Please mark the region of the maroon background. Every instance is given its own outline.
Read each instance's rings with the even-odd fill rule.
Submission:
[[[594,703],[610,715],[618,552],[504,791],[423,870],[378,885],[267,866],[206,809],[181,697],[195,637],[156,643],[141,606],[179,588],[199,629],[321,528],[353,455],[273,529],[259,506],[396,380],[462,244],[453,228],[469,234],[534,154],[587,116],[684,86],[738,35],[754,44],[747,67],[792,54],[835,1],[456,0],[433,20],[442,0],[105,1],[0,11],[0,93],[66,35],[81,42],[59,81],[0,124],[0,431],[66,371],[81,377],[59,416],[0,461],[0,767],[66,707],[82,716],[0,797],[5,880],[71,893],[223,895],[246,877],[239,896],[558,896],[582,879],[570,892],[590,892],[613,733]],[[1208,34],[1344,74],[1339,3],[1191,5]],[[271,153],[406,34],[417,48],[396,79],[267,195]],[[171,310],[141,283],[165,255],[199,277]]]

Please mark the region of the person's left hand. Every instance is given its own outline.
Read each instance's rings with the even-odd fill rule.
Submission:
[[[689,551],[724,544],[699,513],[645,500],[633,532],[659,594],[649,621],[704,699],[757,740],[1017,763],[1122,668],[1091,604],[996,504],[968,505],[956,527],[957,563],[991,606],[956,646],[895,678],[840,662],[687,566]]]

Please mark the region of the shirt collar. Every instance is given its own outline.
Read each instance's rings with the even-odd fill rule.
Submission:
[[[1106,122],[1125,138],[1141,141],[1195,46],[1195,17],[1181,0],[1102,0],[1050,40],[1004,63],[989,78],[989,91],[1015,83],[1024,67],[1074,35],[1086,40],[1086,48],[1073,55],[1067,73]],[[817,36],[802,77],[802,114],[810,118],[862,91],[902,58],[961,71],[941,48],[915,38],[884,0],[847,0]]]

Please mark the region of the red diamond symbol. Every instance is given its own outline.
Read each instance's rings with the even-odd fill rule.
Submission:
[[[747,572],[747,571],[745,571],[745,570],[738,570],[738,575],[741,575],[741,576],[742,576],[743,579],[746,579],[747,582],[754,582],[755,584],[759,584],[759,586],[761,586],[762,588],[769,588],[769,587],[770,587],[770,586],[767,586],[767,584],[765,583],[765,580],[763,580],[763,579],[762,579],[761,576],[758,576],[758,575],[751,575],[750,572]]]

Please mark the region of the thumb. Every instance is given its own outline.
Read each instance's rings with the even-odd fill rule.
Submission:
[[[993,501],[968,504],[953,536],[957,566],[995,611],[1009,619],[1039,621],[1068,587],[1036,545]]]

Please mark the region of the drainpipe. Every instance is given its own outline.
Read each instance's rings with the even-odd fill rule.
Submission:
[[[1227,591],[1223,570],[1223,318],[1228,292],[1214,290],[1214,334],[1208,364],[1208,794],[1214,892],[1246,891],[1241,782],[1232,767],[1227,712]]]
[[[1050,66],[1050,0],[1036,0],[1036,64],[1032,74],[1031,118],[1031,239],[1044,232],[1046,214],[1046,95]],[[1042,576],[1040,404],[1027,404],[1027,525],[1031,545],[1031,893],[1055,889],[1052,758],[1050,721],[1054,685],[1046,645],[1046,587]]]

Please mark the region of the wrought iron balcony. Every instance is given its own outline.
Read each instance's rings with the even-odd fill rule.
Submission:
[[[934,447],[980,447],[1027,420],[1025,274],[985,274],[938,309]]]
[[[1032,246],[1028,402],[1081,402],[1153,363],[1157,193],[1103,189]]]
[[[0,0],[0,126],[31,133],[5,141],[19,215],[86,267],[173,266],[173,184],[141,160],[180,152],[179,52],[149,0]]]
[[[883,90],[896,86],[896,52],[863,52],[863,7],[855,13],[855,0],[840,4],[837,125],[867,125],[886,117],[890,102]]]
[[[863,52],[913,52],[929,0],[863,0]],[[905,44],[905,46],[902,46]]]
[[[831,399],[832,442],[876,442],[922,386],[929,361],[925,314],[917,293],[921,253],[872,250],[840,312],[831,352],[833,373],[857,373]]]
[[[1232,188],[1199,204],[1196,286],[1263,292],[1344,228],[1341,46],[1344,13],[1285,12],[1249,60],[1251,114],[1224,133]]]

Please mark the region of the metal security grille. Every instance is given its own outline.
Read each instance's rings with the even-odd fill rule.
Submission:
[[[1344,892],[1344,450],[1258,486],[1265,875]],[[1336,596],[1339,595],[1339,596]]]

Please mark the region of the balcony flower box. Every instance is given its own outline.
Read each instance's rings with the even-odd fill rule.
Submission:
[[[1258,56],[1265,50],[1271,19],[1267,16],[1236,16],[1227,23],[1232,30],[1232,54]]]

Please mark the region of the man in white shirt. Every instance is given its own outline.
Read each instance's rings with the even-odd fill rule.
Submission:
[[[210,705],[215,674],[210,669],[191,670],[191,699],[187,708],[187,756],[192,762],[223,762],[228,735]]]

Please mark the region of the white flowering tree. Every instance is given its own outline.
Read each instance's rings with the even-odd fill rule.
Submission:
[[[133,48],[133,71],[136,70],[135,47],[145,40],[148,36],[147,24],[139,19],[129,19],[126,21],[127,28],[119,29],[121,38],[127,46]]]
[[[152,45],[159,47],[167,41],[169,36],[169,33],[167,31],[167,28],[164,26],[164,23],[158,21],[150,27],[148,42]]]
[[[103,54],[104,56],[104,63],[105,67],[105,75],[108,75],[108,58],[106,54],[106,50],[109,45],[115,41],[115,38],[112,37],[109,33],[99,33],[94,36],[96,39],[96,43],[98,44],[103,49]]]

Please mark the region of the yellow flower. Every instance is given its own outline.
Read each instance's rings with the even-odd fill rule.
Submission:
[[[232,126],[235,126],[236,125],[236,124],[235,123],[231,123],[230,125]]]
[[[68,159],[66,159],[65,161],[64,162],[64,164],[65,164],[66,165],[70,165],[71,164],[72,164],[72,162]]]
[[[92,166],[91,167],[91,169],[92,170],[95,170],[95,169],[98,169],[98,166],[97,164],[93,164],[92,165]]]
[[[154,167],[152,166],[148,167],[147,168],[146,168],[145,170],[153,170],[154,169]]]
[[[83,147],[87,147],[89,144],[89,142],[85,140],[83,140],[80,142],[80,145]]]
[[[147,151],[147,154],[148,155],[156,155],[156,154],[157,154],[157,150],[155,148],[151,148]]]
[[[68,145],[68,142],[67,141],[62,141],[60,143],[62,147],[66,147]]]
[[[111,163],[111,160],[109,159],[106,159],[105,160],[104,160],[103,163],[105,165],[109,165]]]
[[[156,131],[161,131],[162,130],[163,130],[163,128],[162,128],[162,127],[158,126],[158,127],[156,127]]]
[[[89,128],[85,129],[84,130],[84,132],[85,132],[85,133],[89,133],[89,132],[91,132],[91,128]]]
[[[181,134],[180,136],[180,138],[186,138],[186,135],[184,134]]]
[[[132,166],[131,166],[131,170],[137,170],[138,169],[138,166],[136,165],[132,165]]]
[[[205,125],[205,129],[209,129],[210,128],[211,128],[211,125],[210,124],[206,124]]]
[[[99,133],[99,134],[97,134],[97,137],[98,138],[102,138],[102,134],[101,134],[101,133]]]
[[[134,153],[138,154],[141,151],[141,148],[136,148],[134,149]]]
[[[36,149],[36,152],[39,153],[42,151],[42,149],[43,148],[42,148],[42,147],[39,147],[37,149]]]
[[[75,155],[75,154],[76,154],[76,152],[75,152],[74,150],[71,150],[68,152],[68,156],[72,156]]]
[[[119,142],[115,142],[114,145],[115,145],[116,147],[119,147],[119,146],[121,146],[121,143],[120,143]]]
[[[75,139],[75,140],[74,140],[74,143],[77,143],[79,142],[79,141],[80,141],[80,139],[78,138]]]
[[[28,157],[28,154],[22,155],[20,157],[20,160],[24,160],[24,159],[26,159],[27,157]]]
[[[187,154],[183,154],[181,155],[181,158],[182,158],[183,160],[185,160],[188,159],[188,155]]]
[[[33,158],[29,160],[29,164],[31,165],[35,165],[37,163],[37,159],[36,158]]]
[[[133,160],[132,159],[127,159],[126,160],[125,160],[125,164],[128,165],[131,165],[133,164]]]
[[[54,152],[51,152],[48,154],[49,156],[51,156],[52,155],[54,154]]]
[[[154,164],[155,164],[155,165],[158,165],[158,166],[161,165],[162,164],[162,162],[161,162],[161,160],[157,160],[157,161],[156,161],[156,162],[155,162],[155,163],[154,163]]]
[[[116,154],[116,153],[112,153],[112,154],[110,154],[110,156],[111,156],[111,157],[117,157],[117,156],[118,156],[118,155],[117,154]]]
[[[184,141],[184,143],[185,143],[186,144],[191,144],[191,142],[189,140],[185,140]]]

▶ **Instructions for the task**:
Copy out, in full, every line above that contains the word "mark".

▶ **Result below**:
Please mark the region of the maroon background. Every instance is given its own outline.
Please mark the region of the person's left hand. Every instance is given its own outline.
Please mark the region of the shirt collar. Every instance is given its own outline.
Please mark the region of the red diamond symbol. Every instance is given its own outline.
Please mark the region of the thumb. Every instance is given its own outline.
Please mark the region of the drainpipe. Every instance is given its own outline.
Please mark the region of the wrought iron balcony. Every instance is given its own outline.
Please mark the region of the metal security grille. Every instance is given its own outline.
Please mark the region of the balcony flower box. Every instance is given its own outline.
Please mark the region of the man in white shirt. Every instance is given its own outline.
Please mark the region of the white flowering tree. Every instance is given its own outline.
Please mark the region of the yellow flower. Every instance is given its own outline.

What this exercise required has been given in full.